(DATA)
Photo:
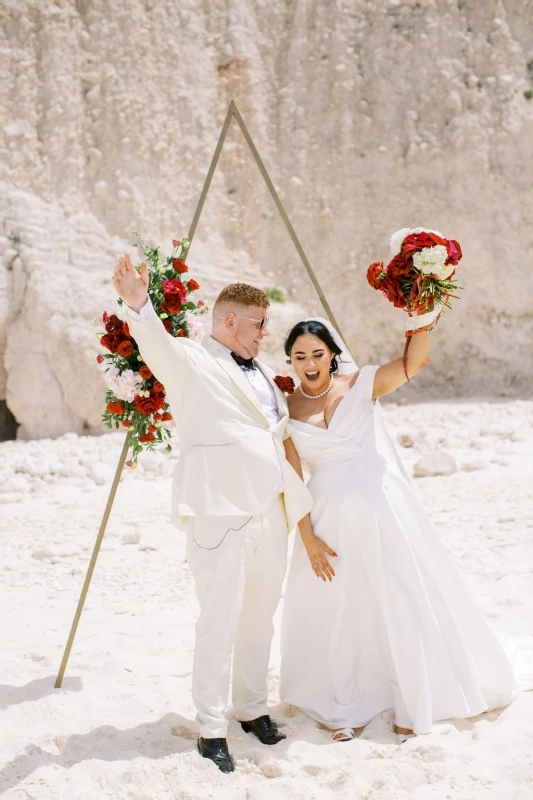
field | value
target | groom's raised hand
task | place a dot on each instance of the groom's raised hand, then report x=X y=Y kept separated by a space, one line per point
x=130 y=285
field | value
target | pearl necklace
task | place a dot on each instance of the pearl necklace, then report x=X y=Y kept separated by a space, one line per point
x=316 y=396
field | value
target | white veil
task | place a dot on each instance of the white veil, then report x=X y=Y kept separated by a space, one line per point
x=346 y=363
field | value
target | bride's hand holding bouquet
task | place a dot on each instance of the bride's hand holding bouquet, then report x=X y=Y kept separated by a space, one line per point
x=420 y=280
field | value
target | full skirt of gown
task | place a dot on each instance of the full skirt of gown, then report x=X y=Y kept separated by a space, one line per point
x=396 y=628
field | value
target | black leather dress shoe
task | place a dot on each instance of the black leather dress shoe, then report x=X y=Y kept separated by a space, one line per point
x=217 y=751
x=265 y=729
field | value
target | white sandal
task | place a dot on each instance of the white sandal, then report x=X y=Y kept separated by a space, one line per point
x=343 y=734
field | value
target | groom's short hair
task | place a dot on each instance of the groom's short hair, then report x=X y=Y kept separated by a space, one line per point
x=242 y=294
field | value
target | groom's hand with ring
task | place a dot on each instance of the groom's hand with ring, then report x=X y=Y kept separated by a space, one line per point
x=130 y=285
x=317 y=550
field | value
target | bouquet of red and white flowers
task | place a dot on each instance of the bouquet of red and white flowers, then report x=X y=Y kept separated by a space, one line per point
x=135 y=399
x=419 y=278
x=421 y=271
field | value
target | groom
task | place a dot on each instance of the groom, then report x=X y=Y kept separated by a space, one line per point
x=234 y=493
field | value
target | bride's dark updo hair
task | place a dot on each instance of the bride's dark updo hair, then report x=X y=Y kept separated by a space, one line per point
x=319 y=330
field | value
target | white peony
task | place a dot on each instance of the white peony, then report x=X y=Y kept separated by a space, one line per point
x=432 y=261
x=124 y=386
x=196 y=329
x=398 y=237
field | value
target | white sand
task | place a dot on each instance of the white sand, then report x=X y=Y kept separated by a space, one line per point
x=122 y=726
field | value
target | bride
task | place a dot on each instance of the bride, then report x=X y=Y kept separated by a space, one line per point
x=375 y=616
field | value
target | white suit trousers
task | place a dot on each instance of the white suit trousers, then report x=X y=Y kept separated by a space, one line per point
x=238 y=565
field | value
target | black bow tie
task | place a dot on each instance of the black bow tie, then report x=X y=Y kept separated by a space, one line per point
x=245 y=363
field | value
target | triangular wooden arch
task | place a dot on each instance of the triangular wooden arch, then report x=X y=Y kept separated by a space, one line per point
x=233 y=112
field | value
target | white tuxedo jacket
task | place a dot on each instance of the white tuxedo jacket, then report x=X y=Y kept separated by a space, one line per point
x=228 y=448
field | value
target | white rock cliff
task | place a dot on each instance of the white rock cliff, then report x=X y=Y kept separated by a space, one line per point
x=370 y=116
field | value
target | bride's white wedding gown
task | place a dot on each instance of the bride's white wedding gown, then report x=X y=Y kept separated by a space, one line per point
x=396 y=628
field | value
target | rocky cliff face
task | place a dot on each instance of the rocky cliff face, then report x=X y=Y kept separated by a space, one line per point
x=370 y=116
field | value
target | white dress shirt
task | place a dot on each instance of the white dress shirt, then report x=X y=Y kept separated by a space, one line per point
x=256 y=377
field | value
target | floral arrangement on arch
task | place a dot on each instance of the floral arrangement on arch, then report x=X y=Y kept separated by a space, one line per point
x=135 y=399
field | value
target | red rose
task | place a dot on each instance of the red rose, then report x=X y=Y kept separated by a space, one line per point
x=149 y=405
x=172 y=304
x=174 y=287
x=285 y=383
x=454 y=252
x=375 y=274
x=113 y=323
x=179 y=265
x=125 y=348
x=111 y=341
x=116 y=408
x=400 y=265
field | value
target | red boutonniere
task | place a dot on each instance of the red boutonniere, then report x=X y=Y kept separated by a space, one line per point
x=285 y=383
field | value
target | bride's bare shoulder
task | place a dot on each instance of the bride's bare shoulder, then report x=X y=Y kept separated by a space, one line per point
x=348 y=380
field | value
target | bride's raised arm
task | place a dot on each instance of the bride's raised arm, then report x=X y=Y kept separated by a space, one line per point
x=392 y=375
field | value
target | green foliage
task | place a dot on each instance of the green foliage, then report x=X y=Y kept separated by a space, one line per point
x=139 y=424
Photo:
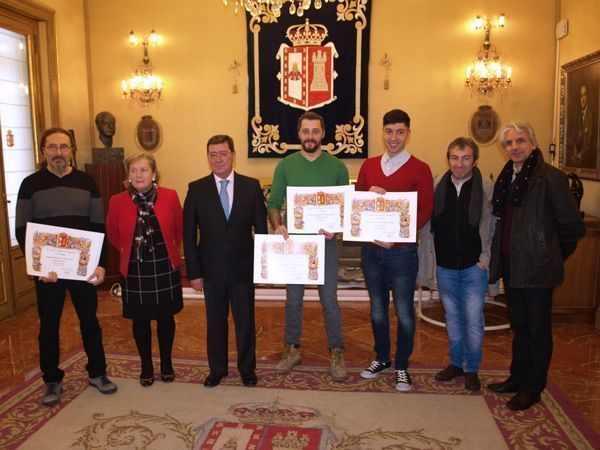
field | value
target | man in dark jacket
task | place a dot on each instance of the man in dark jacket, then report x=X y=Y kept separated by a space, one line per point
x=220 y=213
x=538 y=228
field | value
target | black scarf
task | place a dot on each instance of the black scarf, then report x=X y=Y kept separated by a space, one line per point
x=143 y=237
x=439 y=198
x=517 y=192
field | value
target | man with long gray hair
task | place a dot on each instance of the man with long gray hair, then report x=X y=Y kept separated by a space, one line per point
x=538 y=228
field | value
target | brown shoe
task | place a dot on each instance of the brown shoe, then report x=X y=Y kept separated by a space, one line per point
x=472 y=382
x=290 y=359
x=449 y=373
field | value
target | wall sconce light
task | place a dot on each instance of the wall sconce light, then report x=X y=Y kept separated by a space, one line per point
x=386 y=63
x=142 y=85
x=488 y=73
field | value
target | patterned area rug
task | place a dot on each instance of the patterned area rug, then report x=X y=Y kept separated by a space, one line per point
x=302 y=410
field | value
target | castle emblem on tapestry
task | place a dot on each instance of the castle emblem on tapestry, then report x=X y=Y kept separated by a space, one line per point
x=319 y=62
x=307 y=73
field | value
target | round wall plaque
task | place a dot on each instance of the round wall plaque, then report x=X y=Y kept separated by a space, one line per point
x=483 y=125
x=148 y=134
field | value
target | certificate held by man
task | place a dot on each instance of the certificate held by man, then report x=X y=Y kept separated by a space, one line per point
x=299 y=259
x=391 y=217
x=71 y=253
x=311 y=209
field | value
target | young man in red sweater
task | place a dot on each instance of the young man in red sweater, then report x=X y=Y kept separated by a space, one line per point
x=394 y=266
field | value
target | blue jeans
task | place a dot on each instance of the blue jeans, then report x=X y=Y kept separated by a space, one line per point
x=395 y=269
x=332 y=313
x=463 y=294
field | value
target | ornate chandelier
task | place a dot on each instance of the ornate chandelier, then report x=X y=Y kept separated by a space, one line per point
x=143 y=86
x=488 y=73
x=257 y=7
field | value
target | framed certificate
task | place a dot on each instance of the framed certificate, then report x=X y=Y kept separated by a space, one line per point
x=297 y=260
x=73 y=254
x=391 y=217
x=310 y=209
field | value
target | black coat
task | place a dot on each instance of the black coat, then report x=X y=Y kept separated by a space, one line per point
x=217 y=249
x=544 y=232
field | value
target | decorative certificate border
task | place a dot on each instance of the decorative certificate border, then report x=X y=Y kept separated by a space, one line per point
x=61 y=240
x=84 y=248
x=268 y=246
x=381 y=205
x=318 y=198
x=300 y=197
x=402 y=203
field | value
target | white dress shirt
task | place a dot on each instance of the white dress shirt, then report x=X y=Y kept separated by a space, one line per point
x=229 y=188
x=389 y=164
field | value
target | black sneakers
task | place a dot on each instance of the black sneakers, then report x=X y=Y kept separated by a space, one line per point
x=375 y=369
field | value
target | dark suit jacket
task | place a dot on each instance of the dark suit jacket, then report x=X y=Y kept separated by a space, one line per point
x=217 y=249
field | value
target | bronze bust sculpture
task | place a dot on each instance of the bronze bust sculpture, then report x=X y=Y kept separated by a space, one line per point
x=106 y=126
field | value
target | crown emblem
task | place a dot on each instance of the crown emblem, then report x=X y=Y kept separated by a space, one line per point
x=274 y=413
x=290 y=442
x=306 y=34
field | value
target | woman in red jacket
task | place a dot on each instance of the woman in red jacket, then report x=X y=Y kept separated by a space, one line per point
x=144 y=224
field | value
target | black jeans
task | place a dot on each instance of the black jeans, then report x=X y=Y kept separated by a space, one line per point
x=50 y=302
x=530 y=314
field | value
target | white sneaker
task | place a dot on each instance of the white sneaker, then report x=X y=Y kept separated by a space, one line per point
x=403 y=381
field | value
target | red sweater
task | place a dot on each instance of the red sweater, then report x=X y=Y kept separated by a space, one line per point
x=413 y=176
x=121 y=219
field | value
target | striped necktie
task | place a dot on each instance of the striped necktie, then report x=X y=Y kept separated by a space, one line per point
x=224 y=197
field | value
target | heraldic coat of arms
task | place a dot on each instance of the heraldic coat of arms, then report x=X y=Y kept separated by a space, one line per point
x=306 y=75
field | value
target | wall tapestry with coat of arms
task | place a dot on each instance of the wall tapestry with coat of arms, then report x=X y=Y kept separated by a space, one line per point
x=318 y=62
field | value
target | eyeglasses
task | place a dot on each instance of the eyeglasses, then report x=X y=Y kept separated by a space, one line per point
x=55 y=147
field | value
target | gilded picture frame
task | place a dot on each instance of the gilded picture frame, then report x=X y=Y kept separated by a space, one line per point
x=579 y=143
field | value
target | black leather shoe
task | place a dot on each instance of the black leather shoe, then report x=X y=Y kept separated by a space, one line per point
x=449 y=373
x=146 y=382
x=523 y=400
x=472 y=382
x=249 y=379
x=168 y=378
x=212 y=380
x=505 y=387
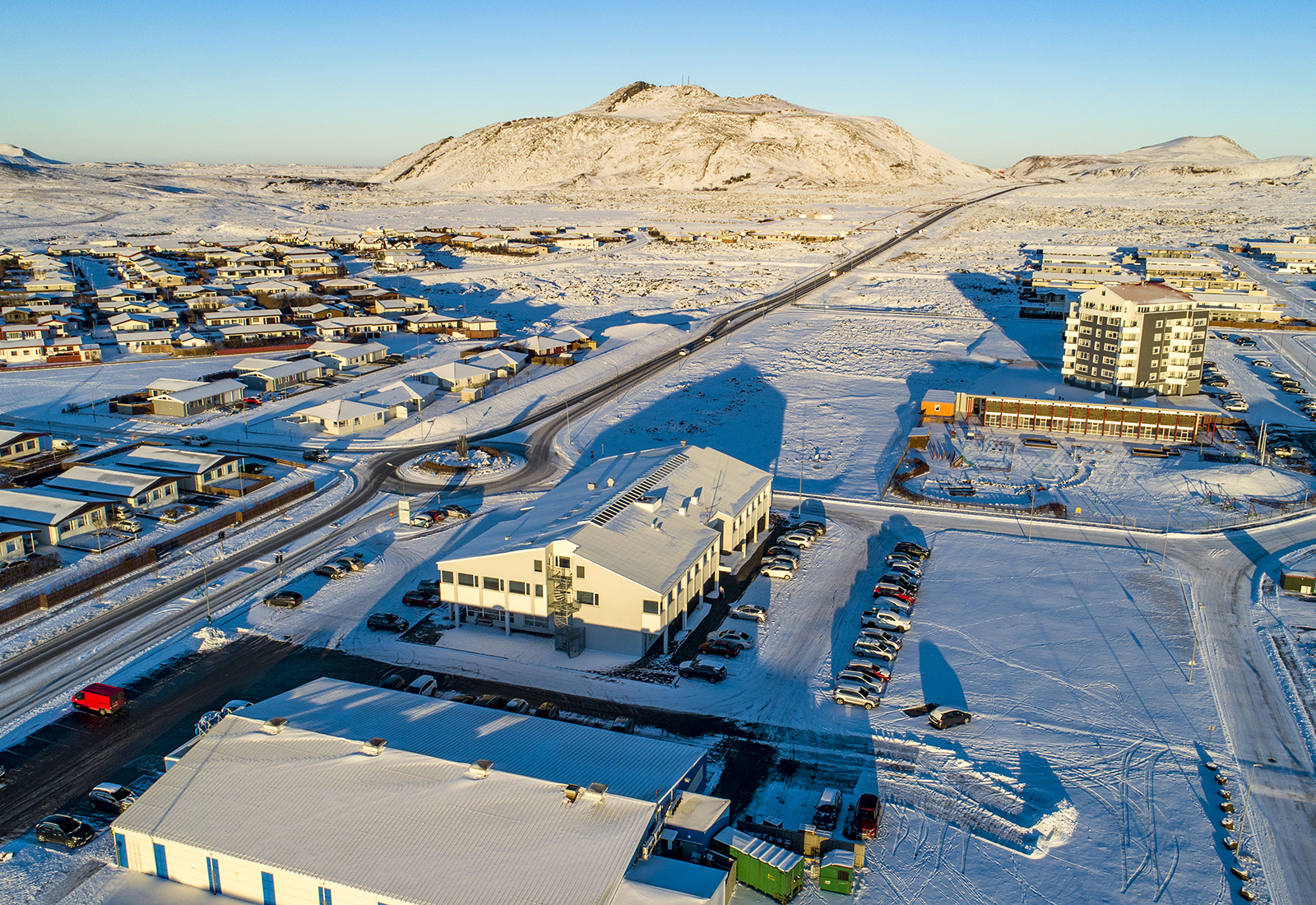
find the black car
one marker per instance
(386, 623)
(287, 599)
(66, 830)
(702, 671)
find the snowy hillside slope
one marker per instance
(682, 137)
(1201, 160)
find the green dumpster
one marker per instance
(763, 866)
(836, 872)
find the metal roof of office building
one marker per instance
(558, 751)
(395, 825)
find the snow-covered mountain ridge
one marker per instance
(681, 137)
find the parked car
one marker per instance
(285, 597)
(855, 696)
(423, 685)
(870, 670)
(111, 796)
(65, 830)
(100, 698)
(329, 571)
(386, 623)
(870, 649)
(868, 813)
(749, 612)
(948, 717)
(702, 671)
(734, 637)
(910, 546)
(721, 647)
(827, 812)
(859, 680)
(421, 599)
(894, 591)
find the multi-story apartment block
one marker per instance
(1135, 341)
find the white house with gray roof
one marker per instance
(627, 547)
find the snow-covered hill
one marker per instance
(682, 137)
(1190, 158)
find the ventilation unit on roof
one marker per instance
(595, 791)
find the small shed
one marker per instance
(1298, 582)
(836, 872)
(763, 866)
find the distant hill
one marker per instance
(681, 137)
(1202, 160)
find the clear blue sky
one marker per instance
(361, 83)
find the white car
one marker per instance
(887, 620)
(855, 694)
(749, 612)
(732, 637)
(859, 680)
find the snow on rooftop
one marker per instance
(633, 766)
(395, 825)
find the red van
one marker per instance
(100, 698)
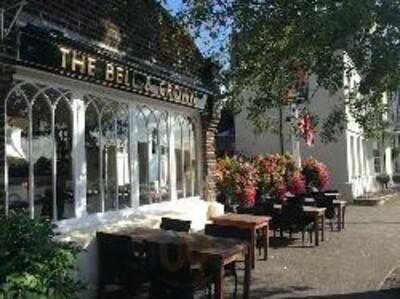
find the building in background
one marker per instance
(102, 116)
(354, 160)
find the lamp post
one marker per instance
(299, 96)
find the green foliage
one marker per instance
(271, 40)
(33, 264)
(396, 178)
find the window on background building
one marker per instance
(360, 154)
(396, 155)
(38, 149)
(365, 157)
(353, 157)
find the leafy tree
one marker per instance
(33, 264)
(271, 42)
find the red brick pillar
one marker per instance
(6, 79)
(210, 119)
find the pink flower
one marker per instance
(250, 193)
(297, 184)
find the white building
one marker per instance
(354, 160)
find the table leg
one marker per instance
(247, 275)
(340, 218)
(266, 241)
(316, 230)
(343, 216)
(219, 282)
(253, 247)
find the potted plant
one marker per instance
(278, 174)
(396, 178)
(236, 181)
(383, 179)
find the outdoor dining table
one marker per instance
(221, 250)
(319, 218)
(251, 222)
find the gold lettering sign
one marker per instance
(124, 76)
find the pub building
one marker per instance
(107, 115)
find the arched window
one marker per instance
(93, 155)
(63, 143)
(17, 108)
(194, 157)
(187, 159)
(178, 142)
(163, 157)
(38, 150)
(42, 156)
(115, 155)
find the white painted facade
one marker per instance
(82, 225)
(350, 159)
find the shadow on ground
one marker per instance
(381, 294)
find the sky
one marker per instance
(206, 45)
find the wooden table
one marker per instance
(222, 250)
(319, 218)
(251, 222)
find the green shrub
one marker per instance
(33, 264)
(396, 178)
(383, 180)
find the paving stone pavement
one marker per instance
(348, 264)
(End DATA)
> [EXERCISE INSTRUCTIONS]: Please print, exactly as given, the lines running from the beginning of the listing through the line containing "target | white veil", omitting each picture.

> [ANSWER TO THIS EXERCISE]:
Photo:
field | value
target | groom's raised hand
task | place a dot on each instance of the groom's raised hand, then report x=X y=Y kept separated by a space, one line per point
x=130 y=285
field | value
target | pearl necklace
task | place a dot on each instance of the pearl necklace, then report x=X y=Y kept separated by a space, one line per point
x=316 y=396
field | value
target | white veil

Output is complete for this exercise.